## [DATA SHOWN]
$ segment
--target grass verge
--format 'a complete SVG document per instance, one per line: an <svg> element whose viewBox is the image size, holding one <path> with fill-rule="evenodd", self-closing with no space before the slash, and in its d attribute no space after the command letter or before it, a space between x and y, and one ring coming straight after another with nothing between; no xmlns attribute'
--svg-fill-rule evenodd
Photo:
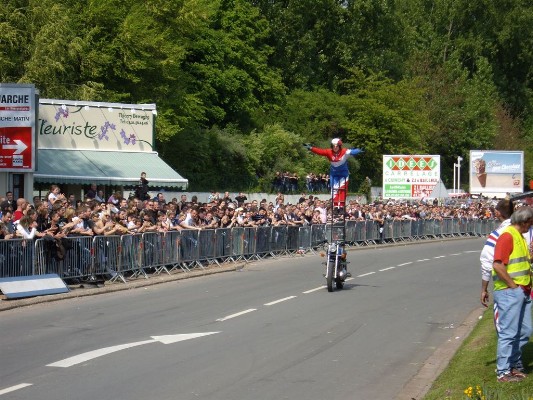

## [REQUIRED ACTION]
Look through the material for "evenodd". Copy each line that has it.

## [RESPONSE]
--format 'a complete SVG document per instance, one per line: an <svg> element whose viewBox is the image size, holding one <path> with fill-rule="evenodd", self-closing with no space before the slash, and in its d attribute no space after the command letter or before it, a space between x and y, and one ring coming straight after another with nothing between; no xmlns attribute'
--svg-fill-rule evenodd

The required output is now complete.